Prompt 1: How would you put this sentence from the dad dancing essay into Spanish: "There's no move too gaudy for the fatherly body."
Prompt 2: According to the dad dancing essay, at which university does Dr Peter Lovatt work?

Excerpt:

Dad dancing

Dad dancing gets a bad rap. There are websites devoted to this much-maligned discipline, showing what at best could be described as a disparate selection of plonkers swinging limbs, mostly in an uncoordinated fashion, as if dancing to music only they can hear.

Unlike certain jazz forms, it’s a genre we all recognise immediately at weddings, bar mitzvahs and sometimes funerals. Gangly teenage boys shuffle their feet uncertainly, elbows attached to their hips, cautious and mortified; young women are less restricted, occasionally closing their eyes and raising their wrists above their heads; they’re lost in music, caught in a trap, but still aware of their surroundings.

The peculiar flamboyance of the dad dancer implies they just don’t care – they’re going for it regardless, a lunge here, a swivel there, stirring the pot of love, pulling invisible guns from their holsters and sliding them back in again.

There’s no move too gaudy for the fatherly body. But does it turn anyone on? Probably not.

Research at the end of last year by Dr Peter Lovatt, a psychologist at the University of Hertfordshire, found that dad dancing was genetically triggered, an unconscious way for men with children to repel the glances of young women, leaving the reproductive field clear for men at their sexual peak.

Nine months on, I’m still struggling to come to terms with these findings. Like most people questioned in the Dance Confidence, Age And Gender report, I rate my dance ability as “better than average”.

I’ve lost count of the times I’ve been cajoled into dancing at an event, having refused at first, only to find myself, five minutes later, the focal point of clapping people who’ve cleared a space for me to do my Cossack dancing party piece. But this was before I became a dad. Now all I can think about is my doomed biorhythm.

I haven’t danced publicly since hearing about Lovatt’s findings, but have been experimenting at home in private. “Don’t worry,” I tell myself in the moments between closing the blinds and firing up the music. “You’ve still got it.” And sure enough I do. It starts in the shoulders, a wriggle here, a deep, circular arch there; and then it moves to the knees: a wee sway, a dip, a shin kicked in the air; then comes a loosening of the hips; the pecs and triceps take a few seconds to warm up, but before I know it they’re communicating with each other, a rippling whole.

By the time the chorus comes I’m the disco king, reaching for the lights, doing the splits and giving it tiger motions with my hands. But could I pull this off in public? The evidence suggests otherwise. Something as innocuous as my mind’s eye spotting a man in his sexual prime could throw my manoeuvres dangerously off balance. And worst of all, I might not realise. Does nature have anything invested in my knowing the truth?

For me, people would still be clapping as they always were, shouting “You’re some mover, Dalgarno”, but the emphasis would have subtly changed. My genes might instigate an eardrum override, pumping music into my head from my own private nightclub. I’d marvel at the fact no-one else was grooving at the right tempo and this would spur me on to demonstrate with even greater abandon.

I could become a textbook case of dad dancing, embarrassing everyone except for me.

Material shown:
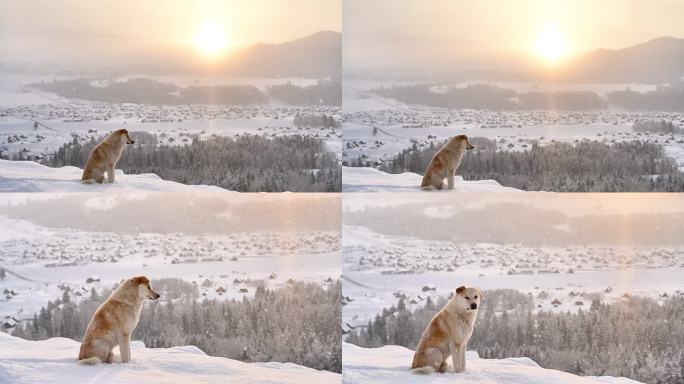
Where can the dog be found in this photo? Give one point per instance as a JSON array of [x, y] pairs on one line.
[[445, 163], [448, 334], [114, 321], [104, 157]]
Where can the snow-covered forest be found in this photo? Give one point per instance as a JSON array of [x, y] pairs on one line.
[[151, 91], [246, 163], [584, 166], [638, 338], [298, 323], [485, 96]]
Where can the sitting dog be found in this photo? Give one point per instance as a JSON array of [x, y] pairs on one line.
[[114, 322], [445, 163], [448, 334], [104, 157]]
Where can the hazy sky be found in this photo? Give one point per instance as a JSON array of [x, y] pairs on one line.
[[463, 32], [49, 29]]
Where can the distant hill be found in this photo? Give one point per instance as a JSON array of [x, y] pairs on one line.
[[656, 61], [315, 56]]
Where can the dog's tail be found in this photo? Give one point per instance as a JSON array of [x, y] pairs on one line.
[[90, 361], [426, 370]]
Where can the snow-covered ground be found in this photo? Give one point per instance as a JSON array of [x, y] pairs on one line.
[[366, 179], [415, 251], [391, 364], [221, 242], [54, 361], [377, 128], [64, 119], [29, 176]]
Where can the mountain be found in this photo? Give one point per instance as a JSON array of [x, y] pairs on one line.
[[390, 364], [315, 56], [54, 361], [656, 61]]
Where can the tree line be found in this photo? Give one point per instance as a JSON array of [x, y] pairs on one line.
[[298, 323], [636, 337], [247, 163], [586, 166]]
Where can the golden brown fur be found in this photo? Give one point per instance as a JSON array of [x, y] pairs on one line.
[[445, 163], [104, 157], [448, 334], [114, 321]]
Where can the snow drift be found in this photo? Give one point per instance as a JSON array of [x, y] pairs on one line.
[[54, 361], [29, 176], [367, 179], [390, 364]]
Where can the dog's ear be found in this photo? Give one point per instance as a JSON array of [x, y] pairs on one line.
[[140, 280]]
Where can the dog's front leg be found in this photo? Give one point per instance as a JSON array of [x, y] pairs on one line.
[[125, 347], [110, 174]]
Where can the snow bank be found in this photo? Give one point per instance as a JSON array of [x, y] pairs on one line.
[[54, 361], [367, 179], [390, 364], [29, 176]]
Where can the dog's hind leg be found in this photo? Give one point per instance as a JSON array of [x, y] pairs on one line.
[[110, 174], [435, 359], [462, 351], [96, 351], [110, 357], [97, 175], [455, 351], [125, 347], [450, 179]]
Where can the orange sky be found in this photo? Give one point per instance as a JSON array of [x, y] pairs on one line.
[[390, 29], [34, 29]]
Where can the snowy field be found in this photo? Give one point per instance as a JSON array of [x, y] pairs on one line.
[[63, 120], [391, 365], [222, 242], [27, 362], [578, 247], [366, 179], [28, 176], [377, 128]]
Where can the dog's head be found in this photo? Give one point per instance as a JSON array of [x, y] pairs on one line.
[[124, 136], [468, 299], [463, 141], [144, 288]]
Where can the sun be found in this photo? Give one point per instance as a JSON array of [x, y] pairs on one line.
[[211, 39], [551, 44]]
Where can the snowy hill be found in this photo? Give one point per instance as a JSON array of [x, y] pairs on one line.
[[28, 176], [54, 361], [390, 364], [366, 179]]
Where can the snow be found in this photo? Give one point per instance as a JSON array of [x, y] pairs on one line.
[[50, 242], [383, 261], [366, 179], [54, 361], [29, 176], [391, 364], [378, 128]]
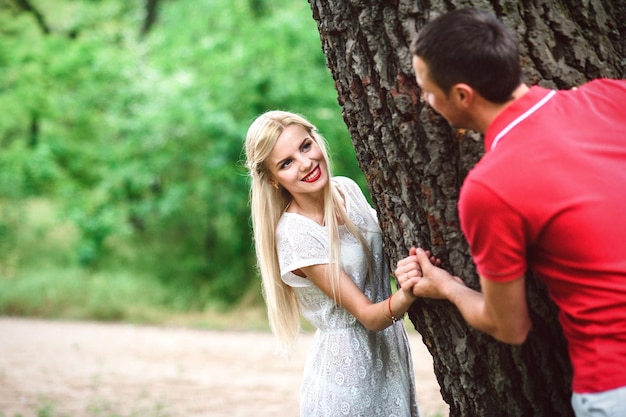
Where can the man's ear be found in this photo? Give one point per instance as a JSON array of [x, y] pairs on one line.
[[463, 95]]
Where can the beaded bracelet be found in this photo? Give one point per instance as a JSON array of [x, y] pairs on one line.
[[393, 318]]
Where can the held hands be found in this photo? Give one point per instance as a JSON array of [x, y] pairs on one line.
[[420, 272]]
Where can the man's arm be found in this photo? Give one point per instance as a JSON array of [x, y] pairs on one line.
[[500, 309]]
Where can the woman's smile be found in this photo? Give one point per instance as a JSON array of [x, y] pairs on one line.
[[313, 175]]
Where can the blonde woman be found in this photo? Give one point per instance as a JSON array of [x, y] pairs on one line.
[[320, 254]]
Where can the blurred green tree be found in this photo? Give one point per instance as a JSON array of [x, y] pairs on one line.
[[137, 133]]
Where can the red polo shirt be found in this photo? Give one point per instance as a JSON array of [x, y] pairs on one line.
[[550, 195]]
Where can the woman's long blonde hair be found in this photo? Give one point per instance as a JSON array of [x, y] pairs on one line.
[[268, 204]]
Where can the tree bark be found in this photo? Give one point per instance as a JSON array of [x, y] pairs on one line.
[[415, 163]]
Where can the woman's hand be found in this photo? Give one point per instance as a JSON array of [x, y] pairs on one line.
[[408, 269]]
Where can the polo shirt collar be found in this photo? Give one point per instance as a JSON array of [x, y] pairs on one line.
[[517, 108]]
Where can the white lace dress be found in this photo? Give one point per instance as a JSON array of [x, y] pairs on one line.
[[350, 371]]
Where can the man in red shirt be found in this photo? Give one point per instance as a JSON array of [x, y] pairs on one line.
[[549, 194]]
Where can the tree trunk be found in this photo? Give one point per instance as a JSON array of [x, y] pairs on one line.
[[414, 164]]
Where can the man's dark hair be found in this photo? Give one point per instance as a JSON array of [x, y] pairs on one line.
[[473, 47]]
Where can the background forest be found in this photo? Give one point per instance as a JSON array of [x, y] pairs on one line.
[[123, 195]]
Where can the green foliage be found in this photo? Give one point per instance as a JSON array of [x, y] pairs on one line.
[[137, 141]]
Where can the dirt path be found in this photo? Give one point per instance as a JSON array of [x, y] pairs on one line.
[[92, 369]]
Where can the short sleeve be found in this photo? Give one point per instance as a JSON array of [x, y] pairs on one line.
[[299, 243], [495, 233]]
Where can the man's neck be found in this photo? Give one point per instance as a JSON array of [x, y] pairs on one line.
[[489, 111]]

...

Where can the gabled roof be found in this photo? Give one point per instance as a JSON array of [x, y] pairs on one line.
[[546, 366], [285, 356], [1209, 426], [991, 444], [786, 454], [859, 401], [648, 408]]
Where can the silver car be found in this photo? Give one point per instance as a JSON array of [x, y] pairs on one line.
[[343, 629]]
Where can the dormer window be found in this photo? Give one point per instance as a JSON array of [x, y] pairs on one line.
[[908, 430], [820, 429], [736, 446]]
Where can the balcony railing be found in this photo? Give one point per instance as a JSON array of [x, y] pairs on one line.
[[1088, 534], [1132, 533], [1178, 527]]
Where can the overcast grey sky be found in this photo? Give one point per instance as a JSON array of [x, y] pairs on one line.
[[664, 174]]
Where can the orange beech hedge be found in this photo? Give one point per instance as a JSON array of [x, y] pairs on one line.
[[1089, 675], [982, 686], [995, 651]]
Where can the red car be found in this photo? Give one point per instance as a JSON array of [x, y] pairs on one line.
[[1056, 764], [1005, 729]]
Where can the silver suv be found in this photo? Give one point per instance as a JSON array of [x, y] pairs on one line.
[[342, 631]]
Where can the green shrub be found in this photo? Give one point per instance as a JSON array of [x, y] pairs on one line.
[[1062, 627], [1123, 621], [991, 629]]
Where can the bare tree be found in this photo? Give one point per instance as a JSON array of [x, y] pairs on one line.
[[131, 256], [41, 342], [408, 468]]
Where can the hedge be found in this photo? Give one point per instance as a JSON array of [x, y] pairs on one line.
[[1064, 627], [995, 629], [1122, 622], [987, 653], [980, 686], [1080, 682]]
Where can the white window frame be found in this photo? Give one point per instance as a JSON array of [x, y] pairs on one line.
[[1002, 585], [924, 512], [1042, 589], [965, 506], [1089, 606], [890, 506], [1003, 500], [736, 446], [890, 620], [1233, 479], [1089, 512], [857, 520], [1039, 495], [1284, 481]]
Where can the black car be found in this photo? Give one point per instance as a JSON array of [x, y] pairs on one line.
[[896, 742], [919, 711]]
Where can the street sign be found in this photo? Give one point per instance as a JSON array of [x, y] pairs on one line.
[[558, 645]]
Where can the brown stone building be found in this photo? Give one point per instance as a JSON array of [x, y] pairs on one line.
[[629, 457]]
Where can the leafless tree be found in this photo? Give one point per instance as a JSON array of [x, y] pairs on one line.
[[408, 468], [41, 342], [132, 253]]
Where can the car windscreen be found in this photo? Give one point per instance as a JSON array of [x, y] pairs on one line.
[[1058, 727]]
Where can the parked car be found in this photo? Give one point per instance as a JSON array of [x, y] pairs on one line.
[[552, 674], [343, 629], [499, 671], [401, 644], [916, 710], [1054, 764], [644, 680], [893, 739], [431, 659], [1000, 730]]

--

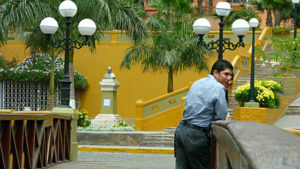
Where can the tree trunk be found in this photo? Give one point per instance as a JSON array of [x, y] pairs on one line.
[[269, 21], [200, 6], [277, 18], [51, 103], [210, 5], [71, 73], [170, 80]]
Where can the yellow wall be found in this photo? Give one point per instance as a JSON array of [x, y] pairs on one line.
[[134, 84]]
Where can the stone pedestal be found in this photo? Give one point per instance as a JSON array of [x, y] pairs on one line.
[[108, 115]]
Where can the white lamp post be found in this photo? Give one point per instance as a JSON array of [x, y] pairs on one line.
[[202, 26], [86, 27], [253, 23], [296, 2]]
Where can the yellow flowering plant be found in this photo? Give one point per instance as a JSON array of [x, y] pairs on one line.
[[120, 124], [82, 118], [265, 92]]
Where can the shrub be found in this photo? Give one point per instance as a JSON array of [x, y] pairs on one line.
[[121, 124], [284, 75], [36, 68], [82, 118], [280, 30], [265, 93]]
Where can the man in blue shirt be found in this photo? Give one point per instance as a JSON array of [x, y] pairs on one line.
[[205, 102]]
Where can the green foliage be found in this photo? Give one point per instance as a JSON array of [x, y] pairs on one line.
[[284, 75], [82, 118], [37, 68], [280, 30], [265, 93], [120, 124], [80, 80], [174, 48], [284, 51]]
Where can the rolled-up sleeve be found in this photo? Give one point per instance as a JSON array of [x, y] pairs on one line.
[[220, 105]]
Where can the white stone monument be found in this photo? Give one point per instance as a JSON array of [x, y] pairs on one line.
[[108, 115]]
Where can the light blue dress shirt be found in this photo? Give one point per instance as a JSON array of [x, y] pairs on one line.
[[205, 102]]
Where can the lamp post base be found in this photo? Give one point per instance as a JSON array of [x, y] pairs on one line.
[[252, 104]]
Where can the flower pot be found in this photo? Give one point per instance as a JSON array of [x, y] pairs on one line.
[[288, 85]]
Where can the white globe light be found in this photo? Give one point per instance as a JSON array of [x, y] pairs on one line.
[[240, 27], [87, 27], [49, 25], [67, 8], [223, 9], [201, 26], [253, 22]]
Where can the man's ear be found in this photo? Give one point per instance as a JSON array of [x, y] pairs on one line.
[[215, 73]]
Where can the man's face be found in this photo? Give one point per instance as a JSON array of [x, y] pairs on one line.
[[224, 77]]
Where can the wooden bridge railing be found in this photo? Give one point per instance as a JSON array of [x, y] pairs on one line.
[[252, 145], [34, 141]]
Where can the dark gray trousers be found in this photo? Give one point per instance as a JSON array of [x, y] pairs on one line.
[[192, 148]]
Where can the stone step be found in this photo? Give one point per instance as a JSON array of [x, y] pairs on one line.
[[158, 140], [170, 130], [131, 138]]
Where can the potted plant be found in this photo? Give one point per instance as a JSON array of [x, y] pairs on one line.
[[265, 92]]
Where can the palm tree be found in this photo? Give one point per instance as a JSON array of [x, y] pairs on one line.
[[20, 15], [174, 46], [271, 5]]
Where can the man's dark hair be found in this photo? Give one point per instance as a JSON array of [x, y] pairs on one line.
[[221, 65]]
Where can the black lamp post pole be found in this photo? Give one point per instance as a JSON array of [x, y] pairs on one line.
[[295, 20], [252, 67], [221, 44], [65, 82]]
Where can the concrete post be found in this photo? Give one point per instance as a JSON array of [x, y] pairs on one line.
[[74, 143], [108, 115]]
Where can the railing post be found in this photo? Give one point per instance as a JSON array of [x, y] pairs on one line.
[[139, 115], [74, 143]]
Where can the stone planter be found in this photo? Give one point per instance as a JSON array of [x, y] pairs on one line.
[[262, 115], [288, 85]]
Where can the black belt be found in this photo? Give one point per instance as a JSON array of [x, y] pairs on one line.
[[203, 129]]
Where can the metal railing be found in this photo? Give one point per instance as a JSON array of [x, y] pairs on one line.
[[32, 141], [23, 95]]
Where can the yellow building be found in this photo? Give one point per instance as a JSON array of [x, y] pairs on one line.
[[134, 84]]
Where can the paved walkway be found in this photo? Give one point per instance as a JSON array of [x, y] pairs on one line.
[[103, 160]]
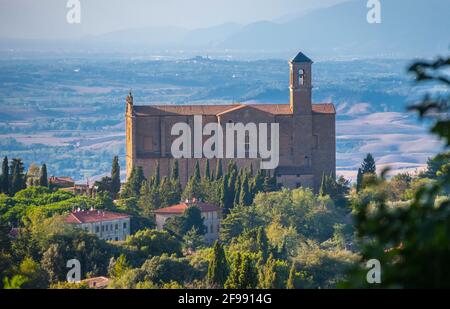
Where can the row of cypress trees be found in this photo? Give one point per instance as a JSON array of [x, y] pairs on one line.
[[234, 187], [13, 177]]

Task solution 1: No hay movimiento demasiado llamativo para el cuerpo paternal.

Task solution 2: The University of Hertfordshire.